● **Text shown**:
Reducing Clinical Trial time

Adaptive clinical design can lead to significant time savings when implemented successfully, claims a new study by Cutting Edge Information, the North Carolina, US-based business consultancy firm.

However, according to the report, those savings are reliant on “executive support for, and wider acceptance of flexible trial design,” both of which it claims are needed to drive better usage of adaptive clinical trials.

Adam Bianchi, CEO of Cutting Edge Information, said: “Adaptive design isn’t a new concept, but there is a stronger demand to explore alternative trial design now.

“Rising clinical costs in R&D mean that every team needs to run faster. That, coupled with advancing technology, has supported better usage of adaptive trials.”

Shortened duration

Cutting Edge Information said its study, entitled “Clinical Operations: Per-Patient Trial Costs, Staffing and Adaptive Design,” found that almost 60 per cent of surveyed executives said adaptive design shortens trial duration, with only 13 per cent claiming it lengthened trials. Around a quarter of those interviewed said adaptive trials had no impact on trial length.

According to Cutting Edge Information, the study show an average of three months saved, with one company claiming to have saved a year to completion.

● **Questions on the material**:
A – Reproduce everything from "Reducing Clinical Trial" down to "business consultancy firm." in the article on reducing clinical trial time.
B – Continue the article on reducing clinical trial time through adaptive design, beginning after its final sentence.

● **Listed entries**:
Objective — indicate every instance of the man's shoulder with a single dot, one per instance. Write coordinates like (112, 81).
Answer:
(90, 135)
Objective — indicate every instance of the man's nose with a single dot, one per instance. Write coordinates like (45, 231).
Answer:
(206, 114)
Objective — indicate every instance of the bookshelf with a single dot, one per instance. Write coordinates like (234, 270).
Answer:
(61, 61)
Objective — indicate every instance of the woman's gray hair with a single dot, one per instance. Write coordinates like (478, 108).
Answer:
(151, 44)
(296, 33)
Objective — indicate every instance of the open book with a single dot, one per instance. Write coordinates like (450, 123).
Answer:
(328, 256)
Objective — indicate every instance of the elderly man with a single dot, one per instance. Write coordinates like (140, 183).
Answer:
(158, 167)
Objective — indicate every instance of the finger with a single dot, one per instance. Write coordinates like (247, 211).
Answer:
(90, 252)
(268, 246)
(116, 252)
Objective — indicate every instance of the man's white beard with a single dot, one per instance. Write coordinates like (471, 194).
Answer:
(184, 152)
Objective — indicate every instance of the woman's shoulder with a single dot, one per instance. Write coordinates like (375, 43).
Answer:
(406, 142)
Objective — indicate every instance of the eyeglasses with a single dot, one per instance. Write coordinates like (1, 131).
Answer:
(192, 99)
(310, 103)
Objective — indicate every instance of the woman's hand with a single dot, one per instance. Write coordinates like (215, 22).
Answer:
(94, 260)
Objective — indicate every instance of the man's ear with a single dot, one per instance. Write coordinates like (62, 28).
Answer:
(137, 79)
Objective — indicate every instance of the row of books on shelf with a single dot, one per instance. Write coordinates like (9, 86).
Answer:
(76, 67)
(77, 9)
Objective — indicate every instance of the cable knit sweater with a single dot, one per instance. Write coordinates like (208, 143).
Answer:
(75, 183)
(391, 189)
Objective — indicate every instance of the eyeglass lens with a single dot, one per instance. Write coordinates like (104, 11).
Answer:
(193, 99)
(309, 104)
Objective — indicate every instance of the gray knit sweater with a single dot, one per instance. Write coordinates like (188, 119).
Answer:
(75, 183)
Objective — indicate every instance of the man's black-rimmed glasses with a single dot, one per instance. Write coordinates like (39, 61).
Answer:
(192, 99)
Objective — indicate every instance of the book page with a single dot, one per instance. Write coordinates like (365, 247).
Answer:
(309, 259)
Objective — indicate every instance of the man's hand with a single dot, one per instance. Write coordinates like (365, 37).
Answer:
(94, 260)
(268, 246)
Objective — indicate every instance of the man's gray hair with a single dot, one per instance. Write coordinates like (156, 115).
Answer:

● **Responses by task**:
A –
Reducing Clinical Trial time

Adaptive clinical design can lead to significant time savings when implemented successfully, claims a new study by Cutting Edge Information, the North Carolina, US-based business consultancy firm.

B –
Faster decisions
The study goes on to suggest that adaptive trials enable project teams to make faster decisions about treatment lines, and make any alterations or adjustments on the fly.

Bianchi explained: “Teams can determine or even improve the likelihood for approval, potentially bringing a drug to market faster or terminating a trial that will not meet its endpoints.

“Even when development ends in a no-go decision, teams save time and money.”

Adaptive design has previously been implemented sparingly, with its use often restricted to early-stage trials.

Cutting Edge Information claims its new report “builds benchmarks for adaptive design” through the inclusion of insights from executives with experience of adaptive trials, and through examining the FDA’s recent guidance on the subject.